### Prompt
Could you copy every record exactly as it appears?

Excerpts from a dataset:
*** Begin section ***
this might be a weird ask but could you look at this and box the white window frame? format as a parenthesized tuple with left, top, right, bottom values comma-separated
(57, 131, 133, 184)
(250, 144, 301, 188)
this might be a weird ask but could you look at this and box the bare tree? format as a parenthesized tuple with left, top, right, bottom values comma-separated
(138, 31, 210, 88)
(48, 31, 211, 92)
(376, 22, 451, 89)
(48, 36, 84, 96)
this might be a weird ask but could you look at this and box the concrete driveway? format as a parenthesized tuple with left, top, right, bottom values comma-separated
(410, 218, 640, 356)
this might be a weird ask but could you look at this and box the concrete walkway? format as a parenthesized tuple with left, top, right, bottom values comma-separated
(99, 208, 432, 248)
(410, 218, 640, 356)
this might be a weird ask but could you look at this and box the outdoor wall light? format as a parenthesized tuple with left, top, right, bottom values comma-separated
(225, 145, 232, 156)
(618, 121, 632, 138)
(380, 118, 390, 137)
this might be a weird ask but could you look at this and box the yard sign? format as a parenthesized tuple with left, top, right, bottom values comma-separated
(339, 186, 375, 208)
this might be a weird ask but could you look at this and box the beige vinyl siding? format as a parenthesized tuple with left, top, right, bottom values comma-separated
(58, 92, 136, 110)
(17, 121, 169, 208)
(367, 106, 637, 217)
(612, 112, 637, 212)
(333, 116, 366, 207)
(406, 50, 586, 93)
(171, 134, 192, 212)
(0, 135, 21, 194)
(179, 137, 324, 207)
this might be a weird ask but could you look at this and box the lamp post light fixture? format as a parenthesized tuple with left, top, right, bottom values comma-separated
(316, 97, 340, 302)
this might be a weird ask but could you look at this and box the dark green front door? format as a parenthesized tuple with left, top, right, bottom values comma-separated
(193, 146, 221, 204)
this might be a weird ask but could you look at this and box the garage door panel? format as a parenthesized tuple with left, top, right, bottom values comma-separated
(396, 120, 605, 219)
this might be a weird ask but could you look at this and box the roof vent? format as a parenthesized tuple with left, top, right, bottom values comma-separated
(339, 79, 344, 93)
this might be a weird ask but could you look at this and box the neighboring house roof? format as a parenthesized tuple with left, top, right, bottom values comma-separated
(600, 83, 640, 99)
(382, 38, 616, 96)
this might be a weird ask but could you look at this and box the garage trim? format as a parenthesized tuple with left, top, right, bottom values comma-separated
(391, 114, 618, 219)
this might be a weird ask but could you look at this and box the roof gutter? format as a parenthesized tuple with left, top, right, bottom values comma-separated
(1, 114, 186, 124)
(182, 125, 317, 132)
*** End section ***
### Answer for this exercise
this might be a weird ask but could you look at this and box the white window frame? format as a parenthesized tuple with left, top, right, bottom values comma-separated
(57, 131, 133, 184)
(250, 144, 301, 188)
this might be a weird ask but could you look at this and box the bare tree? format as a parenthesized tuple with left, top, right, bottom values comma-separated
(138, 31, 210, 88)
(48, 31, 211, 92)
(376, 22, 451, 89)
(48, 36, 84, 96)
this might be a weird ask but could you look at this and box the concrete driveway? format as a parenthesized tuple with left, top, right, bottom values comma-separated
(410, 218, 640, 356)
this might be a weird ask but could you look at this and box the concrete walkway? format as a parenthesized tuple with left, top, right, bottom values comma-separated
(99, 208, 432, 248)
(410, 218, 640, 356)
this might be a weird ask but could you look at this and box the outdoor wall light? format as a parenthesized tuple with left, top, right, bottom values comma-separated
(225, 145, 232, 156)
(618, 121, 632, 138)
(380, 118, 390, 137)
this might be a weird ask but could you look at this and box the yard sign? format as a parenthesized tuple with left, top, right, bottom values comma-separated
(339, 186, 375, 208)
this might be a weird ask but could you look at this and box the beige vinyl siding? format as a parenthesized tuple with left, top, right, bottom values comma-separated
(58, 92, 136, 110)
(17, 121, 169, 208)
(367, 106, 637, 217)
(612, 112, 637, 212)
(333, 116, 366, 207)
(406, 50, 586, 93)
(171, 134, 192, 212)
(0, 135, 21, 194)
(179, 137, 324, 207)
this might be a weird ask but could you look at this and box the lamp post light fixture? format as a parenthesized tuple with left, top, right, bottom values comma-separated
(316, 97, 340, 302)
this might be a weird ask but could you look at this and box the dark green front door? format as a parenthesized tuple with left, top, right, bottom values comma-separated
(193, 146, 221, 204)
this might be a weird ask but could you look at this and box the garage door panel? format as a parenthesized tuple with left, top, right, bottom values comma-separated
(396, 120, 605, 219)
this might be a weird ask but could you look at this and box the roof vent? format as a parenthesized tuple with left, top, right, bottom values comma-separated
(339, 79, 344, 93)
this might be a weird ask but could you look at this and box the neighboring house roof? format as a parenthesized tuple with left, top, right, bottom values comma-separated
(600, 83, 640, 99)
(382, 38, 616, 96)
this might be a weird ask but could you look at this and box the garage trim? format as a parenthesized tuple with left, top, right, bottom values comma-separated
(391, 114, 618, 219)
this might be a weird ask but could you look at this and box the roof gutter? format as a parenthesized tuple with left, top, right, bottom values comma-separated
(1, 114, 186, 124)
(182, 125, 317, 132)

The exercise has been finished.